§ Gezeigter Textauszug:
========
Ich riskiere jetzt nicht nur eine missverständliche, sondern auch eine dicke Lippe: Im Kern muss uns alle bekümmern, dass Gott kaum noch eine Rolle spielt in unserem Welt- und Selbstverstehen. Ich sage nicht: es muss uns bekümmern, dass die Kirche Relevanz verliert. Das mag sein, das hat mit Vielem zu tun, auch mit eigener Schuld, aber es ist eben eher Ausdruck als Ursache jener Gottesvergessenheit. Aber mit dem Gottgedanken geht auch ein Teil der Seelenkräfte verloren, es reduziert sich unser Selbstbild auf den „Aktionär“, den aktiven, handlungsbesessenen Menschen, der alles macht und kann und sich nur anstrengen muss, um Probleme zu lösen. Gott geht verloren und damit auch eine Dimension der Seele, die annehmen und hinnehmen kann. „Gott und die Seele sind zuhauf“, sagt Luther, sie bilden einem Haufen. Und das heißt doch umgekehrt, mit Gott geht auch ein Stück Seele verloren. Unsere Welt ist dann zur ewigen Machbarkeit verdonnert, wir sind eingezwängt im Streckbrett des Aktivismus, wir sehen nur noch, was wir selbst verantworten und gestalten und verändern müssen, wir können nicht mehr aufhören, nicht mehr innehalten, nicht mehr hinnehmen und stille werden. Mit Gottes Verstummen gerät die resiliente, die widerstandsfähige Seele in Gefahr, das tapfere Herz, das auch etwas ertragen kann im Sinne von Tragen und Mit-Tragen. Und ich glaube, dass diese Gottesvergessenheit auch den allersäkularsten Menschen beunruhigen und bekümmern müsste, denn wir alle spüren, wir können keineswegs alle gegenwärtigen Zumutungen und Herausforderungen wegmanagen, allen Kummer wegkaufen, alle Krisen wegbezahlen.
========
§ Gegebene Einträge:

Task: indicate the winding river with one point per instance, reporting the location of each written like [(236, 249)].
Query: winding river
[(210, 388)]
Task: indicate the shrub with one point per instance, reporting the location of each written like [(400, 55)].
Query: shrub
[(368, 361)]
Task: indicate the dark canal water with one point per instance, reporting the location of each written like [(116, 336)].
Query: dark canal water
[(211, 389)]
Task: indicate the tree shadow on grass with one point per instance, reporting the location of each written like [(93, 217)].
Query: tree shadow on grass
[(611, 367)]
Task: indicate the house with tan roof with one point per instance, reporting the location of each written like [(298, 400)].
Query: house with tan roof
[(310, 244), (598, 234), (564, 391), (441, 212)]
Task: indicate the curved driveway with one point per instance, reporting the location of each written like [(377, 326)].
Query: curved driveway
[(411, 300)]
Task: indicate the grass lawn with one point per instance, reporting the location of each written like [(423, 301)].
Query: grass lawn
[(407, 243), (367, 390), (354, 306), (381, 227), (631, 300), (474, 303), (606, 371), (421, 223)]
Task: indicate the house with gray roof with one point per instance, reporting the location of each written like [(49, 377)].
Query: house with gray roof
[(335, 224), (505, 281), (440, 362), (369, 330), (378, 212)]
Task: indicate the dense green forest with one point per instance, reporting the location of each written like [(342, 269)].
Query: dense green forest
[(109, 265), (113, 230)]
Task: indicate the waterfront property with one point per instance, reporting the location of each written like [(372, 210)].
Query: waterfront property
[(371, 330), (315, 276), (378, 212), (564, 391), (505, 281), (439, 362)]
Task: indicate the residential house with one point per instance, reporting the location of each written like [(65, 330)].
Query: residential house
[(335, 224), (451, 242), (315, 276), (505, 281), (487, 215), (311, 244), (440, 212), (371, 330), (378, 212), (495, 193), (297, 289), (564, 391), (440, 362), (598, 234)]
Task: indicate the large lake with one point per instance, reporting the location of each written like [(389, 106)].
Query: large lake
========
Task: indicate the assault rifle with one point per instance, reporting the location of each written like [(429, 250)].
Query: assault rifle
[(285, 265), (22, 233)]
========
§ Arbeitsauftrag:
Führe den Text über die Gottesvergessenheit nach seinem letzten Satz weiter. Die Einträge sind eigenes Material und gehören nicht zum Text.

§ Antwort:
IV.

Natürlich: es gibt unendliche viele berechtigte Forderungen von allen Seiten, Forderungen, jede einzelne legitim und verständlich. Und doch führen alle Forderungen, Erwartungen und Eingaben insgesamt zu einer Überforderung, nicht nur finanziell, sondern auch mental für die Seele. Denn jede weitere Maßnahme bringt uns noch weiter hinein diesen Dauerhandlungszwang, wir korrigieren die Korrekturen der letzten Korrekturen unser vorletzten Korrektur im Korrekturmodus usw. Wir leben in einer Welt, die bei jedem Problem fragt: was muss jetzt dagegen gemacht, bezahlt, umorganisiert werden? Wie kann diese oder jene Zumutung wegmacht werden? Jeder Vorschlag führt aber zu noch höherer Komplexität, zu immer größeren Irrgarten der Entscheidungswege, zu einer Unübersichtlichkeit, die gerade auch die Engagierten und Wohlmeinenden lähmt, sie enttäuscht und entmutigt, um nicht zu sagen: verzweifeln lässt. Dass es dann Rattenfänger mit den einfachen Antworten und Fake-News leichter haben, liegt auf der Hand. Doch hier gilt die schlichte Regel: „Bei komplexen Problemen sind einfache Antworten immer falsch!“ Aber komplexe Antworten auf komplexe Probleme führen auch nur zu noch komplexeren Schritten. Die Mühen der Ebenen, die Langsamkeit der Entscheidungen, die Mittelmäßigkeit von Kompromisse, – all dies hinterlässt einen dennoch traurig und enttäuscht zurück. Ist es eine Art Verhängnis unserer Spätgesellschaft, eine Art Erbsünde der ausdifferenzierten Welt, dass sie ihre schwierigen Probleme nur mit weiterer Komplexität zu begrenzen versuchen kann? 

V.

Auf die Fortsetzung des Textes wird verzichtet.